* _PASSAGE_
By John Antonik for MSNsportsNET.com
August 12, 2008
MORGANTOWN, W.Va. – Ask Jeff Casteel a question about his defense and he will give you an honest answer: he doesn’t know. Ask him if senior linebacker Reed Williams’ surgically repaired shoulder will be ready to go for Villanova? He doesn’t know.
Ask him how a remodeled secondary will fare with at least four new starters? He doesn’t know.
Ask him if his unit will be as productive as last year’s 11 that ranked seventh in the country in total defense and according to Head Coach Bill Stewart was the biggest reason West Virginia was able to defeat Oklahoma in the Fiesta Bowl? He doesn’t know.
What he does know for sure is that his defense still has plenty of work to do before it defends someone for real on Saturday, Aug. 30.
“There isn’t one group that is doing an outstanding job,” Casteel said Monday evening. “We’re in a process and we keep installing things every day. That will slow down eventually, but we have a long way to go as a group.”
On paper the strongest area of the defense is a linebacker corps that could be two deep at all three spots. Even if Williams isn’t ready for Villanova West Virginia has enough quality players at middle linebacker to get by. Yet having Williams on the field makes a big difference because he knows the defense so well. Senior Mortty Ivy and sophomore J.T. Thomas are also big-league performers.
“The defense has some linebackers who can make some plays,” Casteel said. “But the guys that went unsung were those guys with their hands in the dirt. Those guys are the ones that make plays for the linebackers and our linebackers realize that.”
One of the young linebackers really coming on this fall is sophomore Pat Lazear, who admits he has a much better understanding of the defense now that he has a spring under his belt.
“Pat played well and we moved him the last weeks of spring practice,” Casteel said. “He has had a good camp and we’re pushing him – along with his teammates. We have some options but we’re looking for him to take the job. He isn’t a finished product by any means but he’s making progress on the field every day.”
West Virginia’s defense got a big boost from the NCAA Tuesday afternoon when senior Pat Liebig was finally cleared to play a fifth season. Liebig knows all three defensive line positions and his strength, maturity and knowledge of the defense makes him a real appealing commodity in the eyes of defensive line coach Bill Kirelawich. If teams chose to go big and try to run the ball down West Virginia’s throat Kirelawich has another big guy to go to up front along with sophomores Chris Neild and Scooter Berry.

* _EXTRACTED INFORMATION_
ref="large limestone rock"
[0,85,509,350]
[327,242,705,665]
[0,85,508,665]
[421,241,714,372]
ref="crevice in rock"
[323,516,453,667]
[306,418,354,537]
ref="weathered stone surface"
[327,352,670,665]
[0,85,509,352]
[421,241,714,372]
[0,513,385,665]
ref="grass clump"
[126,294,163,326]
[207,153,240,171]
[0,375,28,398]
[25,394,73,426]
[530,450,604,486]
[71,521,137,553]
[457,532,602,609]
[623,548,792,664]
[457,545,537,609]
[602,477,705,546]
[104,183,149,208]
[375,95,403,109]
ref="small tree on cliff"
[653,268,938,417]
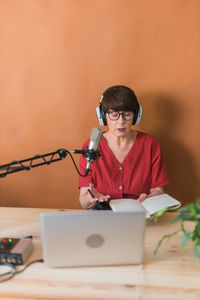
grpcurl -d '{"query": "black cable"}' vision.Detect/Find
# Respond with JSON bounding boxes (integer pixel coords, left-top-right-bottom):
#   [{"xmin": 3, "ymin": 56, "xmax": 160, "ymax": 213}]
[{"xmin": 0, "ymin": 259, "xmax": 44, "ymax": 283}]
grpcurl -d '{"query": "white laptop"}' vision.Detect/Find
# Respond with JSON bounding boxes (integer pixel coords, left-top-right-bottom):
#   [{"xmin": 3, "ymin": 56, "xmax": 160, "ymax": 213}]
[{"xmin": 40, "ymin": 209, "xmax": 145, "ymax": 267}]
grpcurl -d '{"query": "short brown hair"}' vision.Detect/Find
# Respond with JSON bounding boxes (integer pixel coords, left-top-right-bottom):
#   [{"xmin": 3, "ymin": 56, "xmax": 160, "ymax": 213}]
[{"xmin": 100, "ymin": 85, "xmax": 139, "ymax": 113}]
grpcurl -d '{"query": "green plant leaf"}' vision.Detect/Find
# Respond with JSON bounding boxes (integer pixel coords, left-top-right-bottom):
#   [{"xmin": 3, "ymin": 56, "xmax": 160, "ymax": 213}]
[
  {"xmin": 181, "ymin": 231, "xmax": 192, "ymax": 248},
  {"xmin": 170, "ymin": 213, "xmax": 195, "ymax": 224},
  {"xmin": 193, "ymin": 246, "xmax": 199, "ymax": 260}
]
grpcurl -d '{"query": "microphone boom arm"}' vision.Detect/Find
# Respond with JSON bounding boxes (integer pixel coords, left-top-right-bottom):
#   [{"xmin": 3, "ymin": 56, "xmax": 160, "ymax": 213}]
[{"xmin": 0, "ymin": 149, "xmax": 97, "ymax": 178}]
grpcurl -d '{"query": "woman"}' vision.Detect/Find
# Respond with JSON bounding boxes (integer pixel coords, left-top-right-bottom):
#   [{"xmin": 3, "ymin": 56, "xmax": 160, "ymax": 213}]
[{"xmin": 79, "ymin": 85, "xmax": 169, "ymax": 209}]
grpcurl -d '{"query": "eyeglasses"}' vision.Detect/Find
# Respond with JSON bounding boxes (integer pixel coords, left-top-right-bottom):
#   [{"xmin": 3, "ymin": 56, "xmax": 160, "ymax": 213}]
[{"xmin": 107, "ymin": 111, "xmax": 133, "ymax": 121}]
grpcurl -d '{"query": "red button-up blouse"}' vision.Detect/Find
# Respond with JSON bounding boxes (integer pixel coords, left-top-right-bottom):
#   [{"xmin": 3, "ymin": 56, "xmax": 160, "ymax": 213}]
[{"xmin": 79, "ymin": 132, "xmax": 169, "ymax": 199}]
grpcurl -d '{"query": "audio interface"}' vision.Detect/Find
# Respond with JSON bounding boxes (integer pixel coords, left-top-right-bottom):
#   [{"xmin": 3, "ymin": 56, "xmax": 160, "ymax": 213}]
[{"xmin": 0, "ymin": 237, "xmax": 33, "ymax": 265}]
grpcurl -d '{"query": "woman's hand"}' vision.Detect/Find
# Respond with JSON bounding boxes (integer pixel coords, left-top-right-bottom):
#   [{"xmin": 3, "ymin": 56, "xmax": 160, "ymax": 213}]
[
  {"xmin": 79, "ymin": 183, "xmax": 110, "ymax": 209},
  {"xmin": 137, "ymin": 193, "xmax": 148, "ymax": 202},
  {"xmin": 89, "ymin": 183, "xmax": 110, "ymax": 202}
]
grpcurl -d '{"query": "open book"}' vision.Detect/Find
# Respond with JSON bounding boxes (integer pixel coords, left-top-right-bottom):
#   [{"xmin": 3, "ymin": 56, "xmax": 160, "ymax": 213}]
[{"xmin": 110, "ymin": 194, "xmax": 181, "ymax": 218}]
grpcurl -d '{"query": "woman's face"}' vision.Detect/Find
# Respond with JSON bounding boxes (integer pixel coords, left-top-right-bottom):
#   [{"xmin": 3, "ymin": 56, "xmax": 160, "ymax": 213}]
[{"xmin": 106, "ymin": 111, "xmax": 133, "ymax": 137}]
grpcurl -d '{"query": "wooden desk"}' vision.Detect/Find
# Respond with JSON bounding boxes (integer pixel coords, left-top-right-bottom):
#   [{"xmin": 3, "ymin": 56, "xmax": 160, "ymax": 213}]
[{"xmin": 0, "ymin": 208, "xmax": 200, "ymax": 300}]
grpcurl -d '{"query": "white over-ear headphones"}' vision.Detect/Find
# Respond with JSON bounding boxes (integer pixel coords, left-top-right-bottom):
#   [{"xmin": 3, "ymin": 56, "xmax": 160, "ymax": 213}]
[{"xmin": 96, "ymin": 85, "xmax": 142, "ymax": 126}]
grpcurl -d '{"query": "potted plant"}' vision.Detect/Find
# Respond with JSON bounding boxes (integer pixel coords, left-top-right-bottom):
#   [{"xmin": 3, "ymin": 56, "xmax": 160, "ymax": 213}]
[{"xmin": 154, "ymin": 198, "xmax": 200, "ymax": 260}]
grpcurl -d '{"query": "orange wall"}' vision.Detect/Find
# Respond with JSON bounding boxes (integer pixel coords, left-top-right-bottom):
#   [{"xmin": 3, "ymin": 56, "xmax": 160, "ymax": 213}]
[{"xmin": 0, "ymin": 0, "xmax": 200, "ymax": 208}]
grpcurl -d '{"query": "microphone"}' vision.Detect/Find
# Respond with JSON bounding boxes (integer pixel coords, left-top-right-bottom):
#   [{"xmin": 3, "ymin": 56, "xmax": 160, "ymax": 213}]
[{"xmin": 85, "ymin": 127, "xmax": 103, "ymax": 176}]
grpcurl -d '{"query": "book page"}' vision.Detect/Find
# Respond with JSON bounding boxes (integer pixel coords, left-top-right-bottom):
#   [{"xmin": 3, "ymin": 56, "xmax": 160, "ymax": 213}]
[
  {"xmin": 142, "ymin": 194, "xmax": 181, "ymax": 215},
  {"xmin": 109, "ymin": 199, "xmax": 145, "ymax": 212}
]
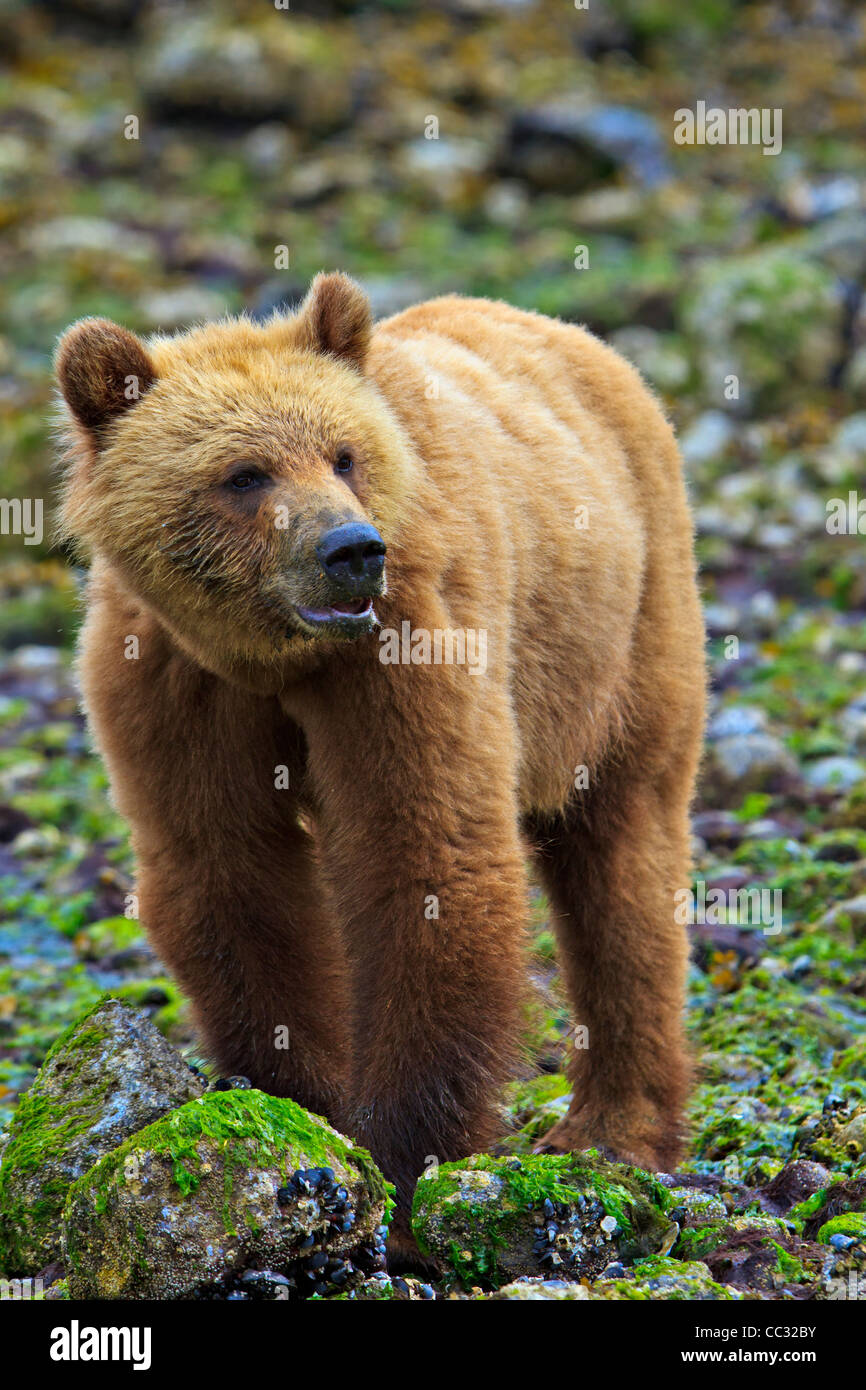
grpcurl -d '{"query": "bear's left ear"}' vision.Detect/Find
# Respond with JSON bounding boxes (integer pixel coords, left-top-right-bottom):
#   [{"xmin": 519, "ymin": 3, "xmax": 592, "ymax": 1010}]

* _OBJECTIVES_
a) Give the number of lines in the records that contain the string "plant", matching case exactly, and reply with that number only.
b) Write the next part of the article about the West Virginia defense, picking up after its final sentence.

* _WRITTEN RESPONSES_
a) 2

b)
The defensive backend remains a work in progress right now with secondary coaches David Lockwood and Steve Dunlap rotating different combinations to try and find the right five guys. One of those five could be 6-foot-4-inch true freshman Robert Sands at safety. Despite being in camp for just a week and a half, Casteel wouldn’t be surprised if Sands is on the field in the opener against Villanova.
“He has really progressed and he’s a smart kid and a great athlete,” Casteel said. “We’re really pleased with him. He has a lot of ability but he’s going to make a lot of mistakes as a young guy. Every day he is making plays and (Monday) he was running with the ones and the twos.”
One of the categories Casteel’s defenses have always excelled in is turnovers caused. Last year the Mountaineers were ranked ninth in the country in turnover margin, second in the country in fumbles gained and tied for 35th in the country in interceptions.
“It’s a game of turnovers and it’s something we stress with our guys,” Casteel said. “We try to get that in our mind and that is a game changer, and we’re trying to get that into their minds at camp.
“We’re going to get as many fast guys on the field as we can and those who can tackle in space,” Casteel added. “That’s the game. It’s a strike game at this level – it’s not a collision game that you might see in a high school game where they just run into each other. At this level, you have to move your feet and be able to strike and those are the types of things that we’re trying to get across to our guys.”
With so many schools now adopting some form of the spread offense Jeff Casteel says it is doubly important for defenses to have as many fast guys on the field as possible.
“When you spread the field you put an athlete in space they have to make tackles, and that’s the bottom line,” Casteel said. “I think people have adjusted to it. You spread the field and when you get one-on-one with Pat White, which is usually a good thing for the offense, it’s a style of play and I think people have adjusted to it. We consider ourselves successful and our goal is always to keep the opponent to 14 points or less.”
Tuesday morning Bill Stewart said he gave the pups on special team an opportunity to show what they can do, partly to see them but also to give Pat McAfee’s a leg a rest.
“We have a long way to go with punting and that’s why you have guys like Pat McAfee, Scott Kozlowski and Gregg Pugnetti here - they are all upperclassmen and they’ve done the routine,” Stewart said.
Stewart continues to rave about Pat White’s passing and his growing pocket presence.
“Pat had a tremendous day stepping up, avoiding the rush, seeing the coverage and that was really good,” Stewart said.
Unhappy with the team’s discipline during Monday’s practice, Stewart made a point to hammer home the point afterward. The players apparently got the message because only one was required to run the stadium steps Tuesday morning.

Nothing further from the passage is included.